>> Begin Dataset records

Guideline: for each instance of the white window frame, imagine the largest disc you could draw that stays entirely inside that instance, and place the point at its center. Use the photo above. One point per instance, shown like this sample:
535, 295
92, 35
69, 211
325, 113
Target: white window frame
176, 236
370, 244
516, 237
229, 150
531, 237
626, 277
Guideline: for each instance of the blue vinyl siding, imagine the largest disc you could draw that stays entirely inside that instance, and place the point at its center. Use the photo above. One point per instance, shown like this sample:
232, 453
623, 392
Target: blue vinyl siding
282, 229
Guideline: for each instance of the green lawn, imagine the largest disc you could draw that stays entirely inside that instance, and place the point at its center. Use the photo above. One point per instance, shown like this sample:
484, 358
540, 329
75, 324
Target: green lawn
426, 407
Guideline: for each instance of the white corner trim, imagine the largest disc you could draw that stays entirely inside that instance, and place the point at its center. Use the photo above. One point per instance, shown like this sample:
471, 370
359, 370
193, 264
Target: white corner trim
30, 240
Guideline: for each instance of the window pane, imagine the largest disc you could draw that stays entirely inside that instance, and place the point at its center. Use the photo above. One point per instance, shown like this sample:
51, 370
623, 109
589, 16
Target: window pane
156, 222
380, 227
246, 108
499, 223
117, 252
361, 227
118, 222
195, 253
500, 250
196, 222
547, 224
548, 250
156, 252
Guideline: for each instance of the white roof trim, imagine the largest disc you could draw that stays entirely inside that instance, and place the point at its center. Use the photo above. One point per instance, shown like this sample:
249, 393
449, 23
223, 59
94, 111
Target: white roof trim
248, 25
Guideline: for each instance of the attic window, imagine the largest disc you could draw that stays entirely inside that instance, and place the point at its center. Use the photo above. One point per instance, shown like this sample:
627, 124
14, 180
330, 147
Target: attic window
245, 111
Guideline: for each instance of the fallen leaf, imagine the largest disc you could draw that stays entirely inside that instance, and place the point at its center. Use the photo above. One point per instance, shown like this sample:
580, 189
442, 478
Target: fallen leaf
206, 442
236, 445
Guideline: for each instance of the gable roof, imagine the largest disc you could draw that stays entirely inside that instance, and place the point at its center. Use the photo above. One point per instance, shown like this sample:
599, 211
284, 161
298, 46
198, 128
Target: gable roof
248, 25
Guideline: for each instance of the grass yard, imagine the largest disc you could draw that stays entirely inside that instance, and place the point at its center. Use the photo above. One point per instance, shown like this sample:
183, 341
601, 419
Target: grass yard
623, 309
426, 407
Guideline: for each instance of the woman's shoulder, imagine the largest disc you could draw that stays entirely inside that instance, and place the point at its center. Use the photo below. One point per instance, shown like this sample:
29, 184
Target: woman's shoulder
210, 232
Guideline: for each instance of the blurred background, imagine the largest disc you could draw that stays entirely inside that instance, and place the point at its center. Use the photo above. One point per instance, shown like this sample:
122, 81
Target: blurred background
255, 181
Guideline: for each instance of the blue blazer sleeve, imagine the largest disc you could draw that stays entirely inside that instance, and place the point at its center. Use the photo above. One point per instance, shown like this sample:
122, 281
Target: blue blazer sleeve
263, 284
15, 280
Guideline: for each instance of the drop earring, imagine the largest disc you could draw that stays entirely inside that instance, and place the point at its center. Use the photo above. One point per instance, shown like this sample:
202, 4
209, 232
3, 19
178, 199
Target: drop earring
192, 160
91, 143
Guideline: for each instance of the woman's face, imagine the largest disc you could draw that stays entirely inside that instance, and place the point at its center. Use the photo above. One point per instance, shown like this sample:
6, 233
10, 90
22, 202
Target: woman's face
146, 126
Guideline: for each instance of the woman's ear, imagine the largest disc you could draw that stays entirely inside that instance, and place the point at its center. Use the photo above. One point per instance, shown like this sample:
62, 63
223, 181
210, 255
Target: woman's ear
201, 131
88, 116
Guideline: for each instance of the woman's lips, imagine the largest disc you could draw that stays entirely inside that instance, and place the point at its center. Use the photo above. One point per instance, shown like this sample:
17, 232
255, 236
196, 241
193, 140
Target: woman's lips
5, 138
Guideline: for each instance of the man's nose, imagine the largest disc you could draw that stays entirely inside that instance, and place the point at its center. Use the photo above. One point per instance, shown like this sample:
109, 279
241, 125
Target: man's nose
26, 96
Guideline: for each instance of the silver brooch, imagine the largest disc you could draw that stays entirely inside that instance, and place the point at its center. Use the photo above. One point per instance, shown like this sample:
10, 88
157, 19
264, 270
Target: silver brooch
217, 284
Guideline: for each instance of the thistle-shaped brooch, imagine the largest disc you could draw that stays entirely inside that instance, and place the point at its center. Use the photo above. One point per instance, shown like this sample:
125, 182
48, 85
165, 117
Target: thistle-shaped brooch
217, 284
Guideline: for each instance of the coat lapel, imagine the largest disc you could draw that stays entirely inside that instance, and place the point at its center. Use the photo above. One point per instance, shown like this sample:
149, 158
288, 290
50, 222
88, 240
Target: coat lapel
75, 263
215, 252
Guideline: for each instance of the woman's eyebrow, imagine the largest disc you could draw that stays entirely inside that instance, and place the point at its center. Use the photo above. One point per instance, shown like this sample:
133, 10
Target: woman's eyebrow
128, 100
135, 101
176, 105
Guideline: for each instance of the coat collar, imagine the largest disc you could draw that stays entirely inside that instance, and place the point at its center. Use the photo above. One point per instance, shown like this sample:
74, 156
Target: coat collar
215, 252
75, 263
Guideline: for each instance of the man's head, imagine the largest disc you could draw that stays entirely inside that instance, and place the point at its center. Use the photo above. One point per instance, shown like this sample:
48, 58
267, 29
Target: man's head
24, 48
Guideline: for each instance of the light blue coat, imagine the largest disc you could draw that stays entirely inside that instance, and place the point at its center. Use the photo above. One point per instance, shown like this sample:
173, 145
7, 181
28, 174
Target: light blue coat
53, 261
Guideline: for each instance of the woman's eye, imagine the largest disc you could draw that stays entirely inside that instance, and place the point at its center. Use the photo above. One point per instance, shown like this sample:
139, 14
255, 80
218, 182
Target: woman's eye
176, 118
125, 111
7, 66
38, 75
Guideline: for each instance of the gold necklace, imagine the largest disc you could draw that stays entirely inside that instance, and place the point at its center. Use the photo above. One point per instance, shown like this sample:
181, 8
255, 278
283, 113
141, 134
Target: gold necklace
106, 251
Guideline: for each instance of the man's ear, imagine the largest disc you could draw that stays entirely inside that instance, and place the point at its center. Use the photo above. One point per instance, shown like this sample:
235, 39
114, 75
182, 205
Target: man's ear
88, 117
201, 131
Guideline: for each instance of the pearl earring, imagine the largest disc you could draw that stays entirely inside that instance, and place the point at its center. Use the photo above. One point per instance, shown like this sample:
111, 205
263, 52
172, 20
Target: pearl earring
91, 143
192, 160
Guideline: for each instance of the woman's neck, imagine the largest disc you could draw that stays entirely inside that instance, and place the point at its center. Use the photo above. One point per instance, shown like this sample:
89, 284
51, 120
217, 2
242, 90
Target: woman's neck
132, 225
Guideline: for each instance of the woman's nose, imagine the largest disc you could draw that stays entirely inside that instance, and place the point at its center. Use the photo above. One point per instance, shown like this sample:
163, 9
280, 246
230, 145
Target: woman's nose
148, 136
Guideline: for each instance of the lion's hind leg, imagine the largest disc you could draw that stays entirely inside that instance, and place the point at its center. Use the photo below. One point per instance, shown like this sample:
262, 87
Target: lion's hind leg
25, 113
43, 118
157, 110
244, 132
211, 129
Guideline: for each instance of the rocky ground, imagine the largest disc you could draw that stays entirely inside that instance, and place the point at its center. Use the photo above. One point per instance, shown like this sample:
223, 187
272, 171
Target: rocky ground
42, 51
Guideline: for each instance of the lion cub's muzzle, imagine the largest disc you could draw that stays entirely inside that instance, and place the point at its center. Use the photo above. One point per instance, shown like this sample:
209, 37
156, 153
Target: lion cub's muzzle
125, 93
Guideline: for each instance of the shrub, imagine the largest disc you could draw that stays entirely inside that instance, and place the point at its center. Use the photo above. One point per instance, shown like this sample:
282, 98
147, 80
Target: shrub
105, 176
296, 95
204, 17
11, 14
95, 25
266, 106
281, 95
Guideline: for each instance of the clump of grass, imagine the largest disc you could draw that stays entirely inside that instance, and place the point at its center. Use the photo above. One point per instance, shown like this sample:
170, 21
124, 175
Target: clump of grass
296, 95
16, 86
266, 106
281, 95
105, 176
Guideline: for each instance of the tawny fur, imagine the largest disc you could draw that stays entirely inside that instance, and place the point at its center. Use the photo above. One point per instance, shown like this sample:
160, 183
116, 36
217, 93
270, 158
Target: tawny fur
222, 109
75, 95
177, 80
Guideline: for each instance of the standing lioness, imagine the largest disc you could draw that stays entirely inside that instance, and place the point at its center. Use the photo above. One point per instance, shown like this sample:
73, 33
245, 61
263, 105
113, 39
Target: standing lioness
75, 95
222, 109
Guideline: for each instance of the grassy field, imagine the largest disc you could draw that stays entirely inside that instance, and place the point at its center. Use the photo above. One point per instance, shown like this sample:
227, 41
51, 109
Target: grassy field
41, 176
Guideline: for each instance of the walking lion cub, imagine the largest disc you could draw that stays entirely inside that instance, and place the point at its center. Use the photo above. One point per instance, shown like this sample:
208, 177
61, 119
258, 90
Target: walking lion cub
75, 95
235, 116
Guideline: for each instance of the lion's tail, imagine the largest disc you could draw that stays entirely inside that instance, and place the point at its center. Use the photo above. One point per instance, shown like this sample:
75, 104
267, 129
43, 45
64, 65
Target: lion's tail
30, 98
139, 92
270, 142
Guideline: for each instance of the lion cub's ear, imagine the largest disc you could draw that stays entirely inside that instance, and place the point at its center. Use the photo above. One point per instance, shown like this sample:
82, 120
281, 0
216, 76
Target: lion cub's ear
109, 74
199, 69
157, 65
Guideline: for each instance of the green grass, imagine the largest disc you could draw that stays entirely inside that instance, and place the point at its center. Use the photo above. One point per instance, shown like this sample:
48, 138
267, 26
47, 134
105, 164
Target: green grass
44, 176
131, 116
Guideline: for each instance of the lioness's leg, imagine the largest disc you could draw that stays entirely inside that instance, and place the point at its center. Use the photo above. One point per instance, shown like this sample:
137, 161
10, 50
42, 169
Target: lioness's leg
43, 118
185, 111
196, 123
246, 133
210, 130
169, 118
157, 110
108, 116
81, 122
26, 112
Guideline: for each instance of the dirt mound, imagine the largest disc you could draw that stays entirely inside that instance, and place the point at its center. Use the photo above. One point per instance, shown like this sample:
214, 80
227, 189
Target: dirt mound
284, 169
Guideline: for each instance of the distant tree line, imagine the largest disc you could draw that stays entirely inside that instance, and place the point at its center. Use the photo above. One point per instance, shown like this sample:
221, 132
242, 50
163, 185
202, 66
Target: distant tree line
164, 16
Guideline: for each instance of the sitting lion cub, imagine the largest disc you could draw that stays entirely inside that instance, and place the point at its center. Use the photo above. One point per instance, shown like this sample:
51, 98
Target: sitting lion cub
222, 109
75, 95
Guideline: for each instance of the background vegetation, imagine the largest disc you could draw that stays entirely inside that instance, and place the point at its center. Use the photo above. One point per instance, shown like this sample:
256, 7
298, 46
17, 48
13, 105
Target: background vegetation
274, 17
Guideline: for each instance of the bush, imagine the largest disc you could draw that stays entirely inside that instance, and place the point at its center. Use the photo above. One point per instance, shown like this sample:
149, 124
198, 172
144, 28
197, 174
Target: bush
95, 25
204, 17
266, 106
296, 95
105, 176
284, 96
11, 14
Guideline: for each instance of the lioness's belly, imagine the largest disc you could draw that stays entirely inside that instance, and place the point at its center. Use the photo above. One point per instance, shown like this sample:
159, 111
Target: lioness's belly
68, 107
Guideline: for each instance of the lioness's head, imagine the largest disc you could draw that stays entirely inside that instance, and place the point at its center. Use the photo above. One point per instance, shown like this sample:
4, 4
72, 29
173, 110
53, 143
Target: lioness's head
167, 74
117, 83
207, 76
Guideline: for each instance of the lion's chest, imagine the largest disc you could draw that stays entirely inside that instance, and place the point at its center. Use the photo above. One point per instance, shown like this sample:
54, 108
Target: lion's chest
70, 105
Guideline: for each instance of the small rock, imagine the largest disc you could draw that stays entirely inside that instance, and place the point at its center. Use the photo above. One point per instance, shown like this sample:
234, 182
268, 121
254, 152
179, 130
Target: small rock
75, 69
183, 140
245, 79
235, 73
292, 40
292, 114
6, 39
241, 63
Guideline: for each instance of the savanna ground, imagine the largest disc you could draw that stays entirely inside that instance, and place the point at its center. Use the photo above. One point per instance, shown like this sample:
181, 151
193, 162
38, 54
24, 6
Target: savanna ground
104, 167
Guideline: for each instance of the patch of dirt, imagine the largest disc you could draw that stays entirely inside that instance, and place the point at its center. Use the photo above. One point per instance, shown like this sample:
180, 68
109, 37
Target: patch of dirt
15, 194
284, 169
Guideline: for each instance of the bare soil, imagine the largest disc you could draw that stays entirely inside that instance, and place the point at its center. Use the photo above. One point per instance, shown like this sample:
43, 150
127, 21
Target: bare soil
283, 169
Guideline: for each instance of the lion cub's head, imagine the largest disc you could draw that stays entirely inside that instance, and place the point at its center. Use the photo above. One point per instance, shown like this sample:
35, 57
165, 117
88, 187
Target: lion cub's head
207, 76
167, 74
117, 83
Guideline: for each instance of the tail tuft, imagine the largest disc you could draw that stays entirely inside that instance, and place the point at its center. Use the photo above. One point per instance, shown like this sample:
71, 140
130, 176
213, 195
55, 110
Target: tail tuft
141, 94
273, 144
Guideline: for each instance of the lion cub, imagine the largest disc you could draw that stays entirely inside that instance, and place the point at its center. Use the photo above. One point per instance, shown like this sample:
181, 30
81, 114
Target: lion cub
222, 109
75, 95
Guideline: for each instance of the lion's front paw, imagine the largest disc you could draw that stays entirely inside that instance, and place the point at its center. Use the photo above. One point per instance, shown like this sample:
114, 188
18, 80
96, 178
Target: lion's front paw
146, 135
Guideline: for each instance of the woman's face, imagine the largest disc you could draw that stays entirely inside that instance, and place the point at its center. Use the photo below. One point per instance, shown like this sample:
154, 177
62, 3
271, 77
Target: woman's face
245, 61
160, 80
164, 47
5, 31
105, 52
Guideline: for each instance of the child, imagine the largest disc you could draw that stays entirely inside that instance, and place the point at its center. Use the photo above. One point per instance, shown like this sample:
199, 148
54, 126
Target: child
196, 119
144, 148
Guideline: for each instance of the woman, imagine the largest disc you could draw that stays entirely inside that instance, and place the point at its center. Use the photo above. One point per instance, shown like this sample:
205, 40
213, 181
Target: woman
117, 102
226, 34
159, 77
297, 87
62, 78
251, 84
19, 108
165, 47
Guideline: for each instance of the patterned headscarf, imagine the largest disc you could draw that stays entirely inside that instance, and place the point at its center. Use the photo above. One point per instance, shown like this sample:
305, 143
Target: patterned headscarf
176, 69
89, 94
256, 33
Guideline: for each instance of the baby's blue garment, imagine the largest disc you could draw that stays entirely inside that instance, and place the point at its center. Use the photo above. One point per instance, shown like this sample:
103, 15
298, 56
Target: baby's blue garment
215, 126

>> End Dataset records

Return the lines above, from the one containing "Guideline: for each instance of the woman, imagine" to the end, exactly as they stand.

Guideline: for each instance of the woman, imagine the largest disc you could draw that stays entirely inside that instance, and place the point at its center. Use the photo above. One point per instance, shown like this sample:
205, 40
213, 181
Target: woman
117, 102
226, 34
159, 77
297, 87
62, 78
251, 84
19, 108
165, 47
Guideline: for each instance of the patterned headscarf, imagine the largest disc you could draw that stays entirely inside that instance, and place the point at its center. Use the photo above. One point per instance, shown like this sample:
305, 143
Target: patterned headscarf
176, 69
89, 94
256, 33
Guideline: for each instance of the baby's blue garment, imagine the largest disc you could draw that stays entirely inside that instance, and place the point at its center. Use the photo above. One point per instance, shown like this sample:
103, 15
298, 56
Target: baby's blue garment
215, 126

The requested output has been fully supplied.